Problem requirements: Copy each line exactly. Leave nothing out.

━━━

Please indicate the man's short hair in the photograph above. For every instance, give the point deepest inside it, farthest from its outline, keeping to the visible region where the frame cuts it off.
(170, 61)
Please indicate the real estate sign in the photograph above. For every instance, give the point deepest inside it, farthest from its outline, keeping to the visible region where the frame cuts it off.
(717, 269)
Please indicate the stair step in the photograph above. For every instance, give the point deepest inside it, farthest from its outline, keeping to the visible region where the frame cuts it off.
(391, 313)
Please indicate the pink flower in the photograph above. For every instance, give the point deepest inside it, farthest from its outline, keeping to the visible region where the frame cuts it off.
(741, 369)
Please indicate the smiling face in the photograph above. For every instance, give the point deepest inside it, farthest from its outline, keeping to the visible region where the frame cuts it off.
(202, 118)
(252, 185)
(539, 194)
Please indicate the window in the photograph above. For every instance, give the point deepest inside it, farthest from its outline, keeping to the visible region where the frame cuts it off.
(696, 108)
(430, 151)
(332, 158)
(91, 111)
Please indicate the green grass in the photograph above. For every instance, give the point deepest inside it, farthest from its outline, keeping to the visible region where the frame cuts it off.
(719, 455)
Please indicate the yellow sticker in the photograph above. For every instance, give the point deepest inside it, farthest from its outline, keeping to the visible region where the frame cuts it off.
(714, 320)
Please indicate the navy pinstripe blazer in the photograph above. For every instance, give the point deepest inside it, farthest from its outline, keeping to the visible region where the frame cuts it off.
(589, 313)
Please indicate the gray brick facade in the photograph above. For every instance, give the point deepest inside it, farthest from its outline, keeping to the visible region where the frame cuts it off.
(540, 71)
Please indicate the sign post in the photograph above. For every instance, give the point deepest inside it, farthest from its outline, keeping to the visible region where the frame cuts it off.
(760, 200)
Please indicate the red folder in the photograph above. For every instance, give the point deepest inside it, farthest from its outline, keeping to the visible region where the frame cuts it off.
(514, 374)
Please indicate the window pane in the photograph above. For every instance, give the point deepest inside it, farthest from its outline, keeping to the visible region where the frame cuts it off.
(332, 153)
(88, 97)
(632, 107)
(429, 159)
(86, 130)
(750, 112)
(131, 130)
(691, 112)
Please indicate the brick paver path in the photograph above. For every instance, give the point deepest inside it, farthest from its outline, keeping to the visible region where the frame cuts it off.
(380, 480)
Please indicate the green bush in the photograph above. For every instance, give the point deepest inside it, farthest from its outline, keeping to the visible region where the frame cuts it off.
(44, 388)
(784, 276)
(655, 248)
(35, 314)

━━━

Expected answer:
Please indicate the man's short hair in the photograph above. For every instance, give the point deepest inside it, farthest from its outline, keeping to the visible region where the frame cuts it off.
(170, 61)
Please indicate the real estate sign in the photograph above. For every instance, give the point deepest inside it, farthest from its outline, keeping to the visible region where the frame cuts it off.
(717, 269)
Please indicate the stair step in the photograph above. For every instance, give the point deepest inside it, farthest from its outline, keeping to the visible region where the frame cuts it off.
(391, 313)
Please indicate the pink flower in the photograph above. For every instance, give the point deepest inside it, farthest from its outline, keeping to the visible region where the frame cuts it off.
(741, 369)
Please indicate the smiling face in the photograph above. For every instance, give the point deepest inside it, farthest from its outline, keeping to the visible region where the frame cuts it off.
(202, 118)
(252, 185)
(539, 194)
Please indicate the window in the photograph above. For every instance, give the point deepest inside it, farthest from its outline, keeping to the visible region where the frame cuts it off.
(696, 108)
(430, 151)
(332, 158)
(91, 111)
Please indicate the green grass in the photograph above. For every instance, give the point deepest inside it, farthest from its outline, keeping to the visible region where the frame cuts it off.
(719, 455)
Please indicate the yellow sticker in the photograph above. For every instance, give the point deepest inside it, farthest from its outline, keeping to the visible region where the frame cuts it off.
(714, 320)
Please indicate the navy pinstripe blazer in the photograph above. For every instance, give the point deepest inside it, farthest from its outline, keeping to the visible region where the frame cuts it off.
(589, 313)
Please indicate the gray brick facade in the photograph above. For every instance, give the point deepest inside it, farthest from its outline, keeping to the visible region where the frame cuts it off.
(540, 71)
Please indicate the sign post in the photograph above. For every instance, give the point deepest inside it, farthest from its outline, keeping to the visible region where the frame cuts it off.
(760, 200)
Please indicate the red folder in the photograph above. For every instance, give the point deepest inside it, farthest from its outline, keeping to the visible region where the frame cuts it off.
(514, 374)
Please indicate the window pane in the photograph above. For every instance, give the point deepest inside it, farthest from its outline, keeping to the visible region where the frame cuts it off.
(332, 153)
(88, 97)
(632, 107)
(429, 159)
(86, 130)
(750, 112)
(131, 130)
(691, 112)
Please indicate the brick paver path in the photograph above. For every instance, give the point deepest inside it, farthest from its outline, keeping to the visible region where the frame cuts it off.
(380, 480)
Please indicate the green bush in the photograph above. For every instance, give the point deepest inside it, farthest from its outline, keeping to the visible region where the frame cuts it off.
(44, 388)
(784, 276)
(655, 248)
(35, 314)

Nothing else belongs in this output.